PAGE EXCERPT:
Ad Prediction System

The interviewer has asked you to build a system to show relevant ads to users.

The interview questions can be

• How would you build an ML system to predict the probability of engagement for Ads?

• How would you build an Ads relevance system for a search engine?

• How would you build an Ads relevance system for a social network?

1. Problem Statement

Problem Statement

Predict the probability of engagement of an ad for a given user and context(query, device, etc.)

Categories of ad prediction application

• Search Engine (Google)

  • The query will be part of the context along with the searcher.

  • The system will display ads based on the search query issued by the searcher

• Social media platforms (Facebook)

  • Use user information (location, demographics, interests hierarchy) as part of the context and used to select ads

  • Automatically detect user interest based on the user's historical interactions and display ads accordingly

• ==> The main difference:

  • The context that is used to select and predict ad engagement

2. Metrics

The metrics used in our ad prediction system will help select the best machine-learned models to show relevant ads to the user. They should also ensure that these models help the overall improvement of the platform, increase revenue, and provide value for the advertisers.

Offline metrics

Log Loss

$$Loss = -\frac{1}{N}\sum^N_{i=1}[y_ilogp_i + (1-y_i)log(1-p_i)]$$

AUC is not suitable for our task:

• AUC does not penalize for “how far off” predicted score is from the actual label. For example, let’s take two positive examples (i.e., with actual label 1) that have the predicted scores of 0.51 and 0.7 at threshold 0.5. These scores will contribute equally to our loss even though one is much closer to our predicted value.

TASK 1: In the entries, reproduce word for word the stretch from the line containing "Give a dot for each instance of the forearm, drawn" through the line containing "<point>133,16</point>".
The ad prediction text above has no connection to the entries that come next.

(Portion of a data file)

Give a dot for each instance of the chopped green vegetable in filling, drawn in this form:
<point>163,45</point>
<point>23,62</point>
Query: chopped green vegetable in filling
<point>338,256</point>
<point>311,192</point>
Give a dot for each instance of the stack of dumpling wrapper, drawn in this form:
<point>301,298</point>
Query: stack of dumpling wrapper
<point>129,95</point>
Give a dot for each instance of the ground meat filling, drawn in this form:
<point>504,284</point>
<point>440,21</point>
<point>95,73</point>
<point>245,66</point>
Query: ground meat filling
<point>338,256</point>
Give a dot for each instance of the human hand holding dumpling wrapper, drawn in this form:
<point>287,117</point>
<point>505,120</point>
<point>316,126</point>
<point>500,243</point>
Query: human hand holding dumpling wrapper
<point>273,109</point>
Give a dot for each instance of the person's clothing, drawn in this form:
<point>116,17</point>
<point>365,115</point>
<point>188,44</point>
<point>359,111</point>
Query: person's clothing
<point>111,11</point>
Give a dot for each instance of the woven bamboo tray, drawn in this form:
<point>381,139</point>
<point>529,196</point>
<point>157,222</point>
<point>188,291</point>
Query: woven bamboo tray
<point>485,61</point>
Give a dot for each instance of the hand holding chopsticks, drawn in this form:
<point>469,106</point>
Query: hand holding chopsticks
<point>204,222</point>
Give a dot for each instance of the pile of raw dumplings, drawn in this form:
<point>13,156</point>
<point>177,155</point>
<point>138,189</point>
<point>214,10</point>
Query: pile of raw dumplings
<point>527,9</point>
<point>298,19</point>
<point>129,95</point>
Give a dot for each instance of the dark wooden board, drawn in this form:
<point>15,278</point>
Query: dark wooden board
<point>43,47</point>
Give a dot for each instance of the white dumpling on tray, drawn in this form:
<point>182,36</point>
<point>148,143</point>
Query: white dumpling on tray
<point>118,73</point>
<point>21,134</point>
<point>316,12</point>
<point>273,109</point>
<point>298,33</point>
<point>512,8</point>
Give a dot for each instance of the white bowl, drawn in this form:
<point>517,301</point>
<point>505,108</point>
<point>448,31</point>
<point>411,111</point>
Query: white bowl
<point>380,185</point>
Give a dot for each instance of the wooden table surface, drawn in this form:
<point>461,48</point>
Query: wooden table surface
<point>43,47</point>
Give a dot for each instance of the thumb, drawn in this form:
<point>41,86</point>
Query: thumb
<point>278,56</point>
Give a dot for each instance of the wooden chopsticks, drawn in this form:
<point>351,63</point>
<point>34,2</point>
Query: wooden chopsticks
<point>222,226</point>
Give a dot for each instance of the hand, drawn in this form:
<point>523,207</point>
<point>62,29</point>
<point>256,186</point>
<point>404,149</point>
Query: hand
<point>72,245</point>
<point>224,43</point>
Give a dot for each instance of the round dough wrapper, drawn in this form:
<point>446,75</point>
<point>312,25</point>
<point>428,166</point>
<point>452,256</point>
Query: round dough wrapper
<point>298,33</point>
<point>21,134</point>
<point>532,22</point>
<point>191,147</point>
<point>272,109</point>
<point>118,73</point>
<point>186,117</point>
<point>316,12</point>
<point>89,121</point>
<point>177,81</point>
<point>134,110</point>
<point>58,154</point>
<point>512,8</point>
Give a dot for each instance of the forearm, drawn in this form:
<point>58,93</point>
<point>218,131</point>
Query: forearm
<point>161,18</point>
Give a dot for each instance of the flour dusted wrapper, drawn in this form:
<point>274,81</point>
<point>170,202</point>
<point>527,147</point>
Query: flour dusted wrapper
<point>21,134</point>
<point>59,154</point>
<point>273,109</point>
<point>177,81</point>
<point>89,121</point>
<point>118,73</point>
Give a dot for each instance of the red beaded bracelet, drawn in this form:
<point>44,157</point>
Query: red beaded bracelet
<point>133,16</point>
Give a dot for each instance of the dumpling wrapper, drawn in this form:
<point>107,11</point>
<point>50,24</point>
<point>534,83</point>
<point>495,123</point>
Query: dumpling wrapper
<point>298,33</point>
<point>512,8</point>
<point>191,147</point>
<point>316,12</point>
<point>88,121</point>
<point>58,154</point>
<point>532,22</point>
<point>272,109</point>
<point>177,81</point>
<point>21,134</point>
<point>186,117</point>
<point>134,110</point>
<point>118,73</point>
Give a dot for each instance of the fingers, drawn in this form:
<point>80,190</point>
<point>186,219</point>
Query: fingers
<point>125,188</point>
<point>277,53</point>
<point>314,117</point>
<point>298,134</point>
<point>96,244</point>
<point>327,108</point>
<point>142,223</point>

TASK 2: In the ad prediction text, write out the stretch from "Predict the probability of engagement of" through "with the searcher.", changing "context" to "setting" each time it occurs.

TASK ANSWER 1:
Give a dot for each instance of the forearm, drawn in this form:
<point>58,93</point>
<point>218,131</point>
Query: forearm
<point>161,18</point>
Give a dot for each instance of the flour dusted wrapper, drawn in this form:
<point>274,81</point>
<point>170,202</point>
<point>527,147</point>
Query: flour dusted wrapper
<point>21,134</point>
<point>59,154</point>
<point>273,109</point>
<point>177,81</point>
<point>89,121</point>
<point>118,73</point>
Give a dot for each instance of the red beaded bracelet, drawn in this form:
<point>44,157</point>
Query: red beaded bracelet
<point>133,16</point>

TASK ANSWER 2:
Predict the probability of engagement of an ad for a given user and setting(query, device, etc.)

Categories of ad prediction application

• Search Engine (Google)

  • The query will be part of the setting along with the searcher.